> [READING TEXT]
********************

Add Attention Deficit Hyperactivity Disorder to the list of things that might be effectively addressed with the game-changing medical breakthrough known as “running around and playing.” A study in the medical journal Pediatrics found that physical activity improved executive level brain function in kids. It’s just the latest evidence that symptoms commonly associated with ADHD respond positively to exercise.
What The Research Says
ADHD might be effectively addressed with the game-changing medical breakthrough known as “Running And Playing.”The Pediatrics study enrolled 221 kids between the ages of 7 and 9 in a physical activity-based afterschool program for 9 months. Measured against a control group, these kids exhibited improved focus and resistance to distraction, as well as better working memory and ability to switch between tasks – all behaviors that lots of kids that age struggle with, but which are particularly difficult for kids with ADHD.
A paper published in the Journal Of Abnormal Psychology found that kids considered at risk of an ADHD diagnosis showed increased attentiveness and reduced moodiness following 30 minutes of physical activity before school. These findings echoed a similar study published last year in a must for any bedside table, the Journal Of Attention Disorders.
What The Research Means
Beyond the obvious – that schools have a potential treatment for ADHD symptoms right outside their windows – these studies contribute to the growing body of evidence that kids are over-medicated. There was an increase of nearly 14 million ADHD-related prescriptions between 2007 and 2011, a period in which physical education programs nationwide were frequently gutted for budgetary reasons. Meanwhile, overall physical activity in the U.S. has been falling for more than a generation – 32 percent between 1965 and 2009.

********************

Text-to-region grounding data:
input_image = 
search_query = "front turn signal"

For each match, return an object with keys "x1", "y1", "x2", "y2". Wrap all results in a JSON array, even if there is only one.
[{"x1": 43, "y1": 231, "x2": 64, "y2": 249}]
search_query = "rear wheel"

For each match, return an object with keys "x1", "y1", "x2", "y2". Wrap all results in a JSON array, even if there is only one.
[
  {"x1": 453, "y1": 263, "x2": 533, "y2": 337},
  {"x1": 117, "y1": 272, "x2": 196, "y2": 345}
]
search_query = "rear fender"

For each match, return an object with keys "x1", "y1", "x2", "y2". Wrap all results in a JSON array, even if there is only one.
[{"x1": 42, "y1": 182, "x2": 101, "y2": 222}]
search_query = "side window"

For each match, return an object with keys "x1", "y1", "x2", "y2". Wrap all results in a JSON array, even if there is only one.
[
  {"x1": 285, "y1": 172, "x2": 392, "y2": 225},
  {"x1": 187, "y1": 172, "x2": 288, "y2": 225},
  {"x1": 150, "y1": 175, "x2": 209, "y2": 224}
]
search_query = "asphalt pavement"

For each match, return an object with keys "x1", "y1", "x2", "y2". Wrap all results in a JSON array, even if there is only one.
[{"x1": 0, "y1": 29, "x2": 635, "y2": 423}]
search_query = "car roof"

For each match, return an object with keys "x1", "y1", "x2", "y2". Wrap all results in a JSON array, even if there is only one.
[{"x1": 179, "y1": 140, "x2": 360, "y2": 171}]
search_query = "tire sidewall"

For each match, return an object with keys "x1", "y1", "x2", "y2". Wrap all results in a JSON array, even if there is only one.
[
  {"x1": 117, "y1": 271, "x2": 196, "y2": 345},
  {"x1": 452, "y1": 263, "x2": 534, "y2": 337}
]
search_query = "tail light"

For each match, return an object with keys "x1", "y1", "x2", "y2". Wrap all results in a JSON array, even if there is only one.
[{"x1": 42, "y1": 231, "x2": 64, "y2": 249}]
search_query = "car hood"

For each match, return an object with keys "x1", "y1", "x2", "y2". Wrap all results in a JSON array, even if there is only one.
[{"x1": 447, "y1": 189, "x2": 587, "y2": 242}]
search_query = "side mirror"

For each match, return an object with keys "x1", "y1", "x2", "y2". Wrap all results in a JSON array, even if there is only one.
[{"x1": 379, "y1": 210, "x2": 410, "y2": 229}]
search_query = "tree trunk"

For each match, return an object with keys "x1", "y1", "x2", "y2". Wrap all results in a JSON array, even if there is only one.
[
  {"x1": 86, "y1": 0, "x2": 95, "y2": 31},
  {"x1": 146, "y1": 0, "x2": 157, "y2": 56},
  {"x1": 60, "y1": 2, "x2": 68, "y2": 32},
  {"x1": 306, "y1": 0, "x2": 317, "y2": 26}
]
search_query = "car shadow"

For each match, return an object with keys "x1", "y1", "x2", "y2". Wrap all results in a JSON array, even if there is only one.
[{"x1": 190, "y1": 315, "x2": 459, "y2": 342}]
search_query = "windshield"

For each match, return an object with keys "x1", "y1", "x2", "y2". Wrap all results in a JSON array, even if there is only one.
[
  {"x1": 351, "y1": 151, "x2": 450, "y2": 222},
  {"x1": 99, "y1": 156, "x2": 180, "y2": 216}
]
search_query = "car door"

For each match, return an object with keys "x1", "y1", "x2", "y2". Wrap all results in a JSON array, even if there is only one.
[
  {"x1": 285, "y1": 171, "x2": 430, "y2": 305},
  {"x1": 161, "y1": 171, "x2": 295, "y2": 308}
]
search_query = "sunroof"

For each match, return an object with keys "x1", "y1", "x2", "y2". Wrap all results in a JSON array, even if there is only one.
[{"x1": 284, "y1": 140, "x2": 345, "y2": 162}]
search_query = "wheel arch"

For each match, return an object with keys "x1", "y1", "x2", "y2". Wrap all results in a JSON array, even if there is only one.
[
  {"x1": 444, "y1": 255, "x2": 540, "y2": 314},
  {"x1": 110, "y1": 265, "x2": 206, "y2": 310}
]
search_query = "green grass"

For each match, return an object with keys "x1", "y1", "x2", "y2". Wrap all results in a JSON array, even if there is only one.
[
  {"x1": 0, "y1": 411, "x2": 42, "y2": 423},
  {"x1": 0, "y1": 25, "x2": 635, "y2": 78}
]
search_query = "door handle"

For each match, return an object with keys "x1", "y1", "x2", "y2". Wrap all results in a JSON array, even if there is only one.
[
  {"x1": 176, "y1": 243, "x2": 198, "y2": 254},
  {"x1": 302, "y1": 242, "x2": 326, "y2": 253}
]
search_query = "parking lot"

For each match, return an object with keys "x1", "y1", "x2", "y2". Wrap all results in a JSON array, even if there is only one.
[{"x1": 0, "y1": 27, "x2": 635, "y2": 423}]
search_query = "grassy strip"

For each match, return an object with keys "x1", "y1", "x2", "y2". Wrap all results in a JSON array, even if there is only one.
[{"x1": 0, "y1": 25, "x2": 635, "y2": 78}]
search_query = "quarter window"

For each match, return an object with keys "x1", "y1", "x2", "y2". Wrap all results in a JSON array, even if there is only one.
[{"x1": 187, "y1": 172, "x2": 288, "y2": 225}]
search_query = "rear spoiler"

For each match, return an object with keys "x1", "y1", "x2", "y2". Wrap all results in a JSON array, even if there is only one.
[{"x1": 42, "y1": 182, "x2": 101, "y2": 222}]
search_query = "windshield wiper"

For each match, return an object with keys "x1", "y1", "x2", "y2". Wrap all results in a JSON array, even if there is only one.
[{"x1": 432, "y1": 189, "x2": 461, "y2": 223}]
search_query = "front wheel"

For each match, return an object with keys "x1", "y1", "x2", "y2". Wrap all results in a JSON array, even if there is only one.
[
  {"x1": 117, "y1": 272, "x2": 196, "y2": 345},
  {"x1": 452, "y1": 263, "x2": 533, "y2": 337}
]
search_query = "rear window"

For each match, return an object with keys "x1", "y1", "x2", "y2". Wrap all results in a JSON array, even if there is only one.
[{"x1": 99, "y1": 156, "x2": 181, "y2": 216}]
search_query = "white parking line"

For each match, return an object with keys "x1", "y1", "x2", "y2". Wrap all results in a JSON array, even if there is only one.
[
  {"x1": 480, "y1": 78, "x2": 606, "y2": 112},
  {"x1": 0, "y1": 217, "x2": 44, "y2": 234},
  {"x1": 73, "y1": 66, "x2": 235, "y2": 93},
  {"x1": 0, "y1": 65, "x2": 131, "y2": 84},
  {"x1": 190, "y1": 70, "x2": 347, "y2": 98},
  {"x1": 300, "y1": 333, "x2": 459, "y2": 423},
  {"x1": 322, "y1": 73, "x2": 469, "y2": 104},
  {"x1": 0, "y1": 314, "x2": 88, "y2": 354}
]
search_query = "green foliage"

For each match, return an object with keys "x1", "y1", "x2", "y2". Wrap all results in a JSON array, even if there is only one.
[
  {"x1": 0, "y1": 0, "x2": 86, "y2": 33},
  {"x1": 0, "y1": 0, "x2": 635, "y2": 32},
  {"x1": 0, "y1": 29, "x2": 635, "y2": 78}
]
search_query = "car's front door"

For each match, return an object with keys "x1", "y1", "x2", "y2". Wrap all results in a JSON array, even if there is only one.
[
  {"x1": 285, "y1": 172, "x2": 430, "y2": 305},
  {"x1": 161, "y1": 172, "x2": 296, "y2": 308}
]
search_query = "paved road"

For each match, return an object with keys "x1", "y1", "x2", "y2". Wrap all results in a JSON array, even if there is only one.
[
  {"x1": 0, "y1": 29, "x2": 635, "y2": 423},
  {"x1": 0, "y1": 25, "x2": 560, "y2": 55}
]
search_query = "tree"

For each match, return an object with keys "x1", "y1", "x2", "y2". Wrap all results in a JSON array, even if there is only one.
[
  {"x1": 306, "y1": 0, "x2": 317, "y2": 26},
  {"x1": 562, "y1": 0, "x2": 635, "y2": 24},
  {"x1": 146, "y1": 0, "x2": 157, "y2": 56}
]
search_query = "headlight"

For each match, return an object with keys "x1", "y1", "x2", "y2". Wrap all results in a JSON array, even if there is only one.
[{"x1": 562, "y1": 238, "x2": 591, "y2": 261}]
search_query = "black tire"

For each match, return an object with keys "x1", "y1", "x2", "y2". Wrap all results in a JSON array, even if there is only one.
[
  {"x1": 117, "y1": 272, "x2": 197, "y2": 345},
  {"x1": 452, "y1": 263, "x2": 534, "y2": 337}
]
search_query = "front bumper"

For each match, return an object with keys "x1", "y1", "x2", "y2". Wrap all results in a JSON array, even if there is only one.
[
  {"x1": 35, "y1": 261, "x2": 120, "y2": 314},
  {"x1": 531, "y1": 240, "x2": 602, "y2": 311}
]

********************

Please translate this sentence from the ADHD article into Spanish: "A study in the medical journal Pediatrics found that physical activity improved executive level brain function in kids." Work only from the ADHD article.

Un estudio en la revista médica Pediatrics halló que la actividad física mejoraba la función cerebral de nivel ejecutivo en los niños.